Provided entries =>
========================================

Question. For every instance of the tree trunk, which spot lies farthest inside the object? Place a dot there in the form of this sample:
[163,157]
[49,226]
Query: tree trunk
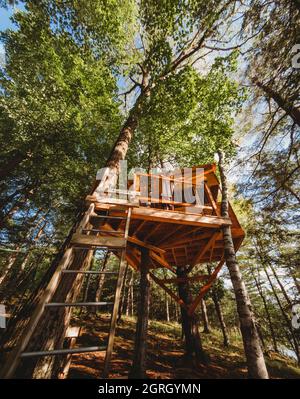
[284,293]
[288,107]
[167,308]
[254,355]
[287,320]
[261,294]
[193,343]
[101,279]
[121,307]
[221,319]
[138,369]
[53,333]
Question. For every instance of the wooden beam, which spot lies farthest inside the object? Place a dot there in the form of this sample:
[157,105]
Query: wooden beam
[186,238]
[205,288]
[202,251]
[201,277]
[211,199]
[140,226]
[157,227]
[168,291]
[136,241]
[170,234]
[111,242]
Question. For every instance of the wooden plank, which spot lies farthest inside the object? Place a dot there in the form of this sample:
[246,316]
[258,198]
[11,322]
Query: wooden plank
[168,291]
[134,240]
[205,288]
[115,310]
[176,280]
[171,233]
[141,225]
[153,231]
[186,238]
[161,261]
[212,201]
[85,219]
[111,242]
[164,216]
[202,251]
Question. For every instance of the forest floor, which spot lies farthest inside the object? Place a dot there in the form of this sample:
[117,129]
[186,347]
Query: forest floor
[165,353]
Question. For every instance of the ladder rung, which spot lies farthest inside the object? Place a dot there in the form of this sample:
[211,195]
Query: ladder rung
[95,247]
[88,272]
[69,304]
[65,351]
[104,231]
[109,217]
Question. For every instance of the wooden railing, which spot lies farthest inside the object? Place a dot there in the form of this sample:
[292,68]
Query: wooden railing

========================================

Your answer should contain all the material above, written out exactly, and none of the pictures.

Written answer =>
Question. For every instance of the tree trunk, which spot lies farthest inside the object? Place a dot there in the form of this sample:
[163,157]
[49,226]
Query: tree trunk
[284,293]
[288,107]
[167,308]
[254,355]
[287,320]
[261,294]
[193,343]
[101,279]
[121,307]
[221,319]
[138,369]
[53,333]
Question. For every instance of the wooden beam, which spot lies farthest inside the object? Place a dot there in the form of this sample:
[157,105]
Query: wooden beam
[186,238]
[205,288]
[202,251]
[201,277]
[211,199]
[140,226]
[157,227]
[168,291]
[136,241]
[170,234]
[111,242]
Question. For every instance of the wooden plank, which spot lies farthest inside the object? Place a dot there in the form of this sample:
[246,316]
[258,198]
[11,322]
Query: wooden plank
[168,291]
[134,240]
[205,288]
[115,310]
[176,280]
[171,233]
[141,225]
[153,231]
[186,238]
[161,261]
[212,201]
[85,219]
[111,242]
[164,216]
[202,251]
Question. For every instance of the forest floor, which spot lies farthest inside the object? Place a dot there in the form of this sample:
[117,129]
[186,347]
Query: forest floor
[165,353]
Question. For every instance of the ladder rung, which spot lies farthest inside the object? Place a dot there in the form of this sample:
[211,195]
Query: ladder rung
[95,247]
[88,272]
[69,304]
[65,351]
[104,231]
[109,217]
Question. For every instance of the wooden railing, which spot lies farthest inside the object? Place a dot there in the form of this sample:
[292,68]
Query: wooden railing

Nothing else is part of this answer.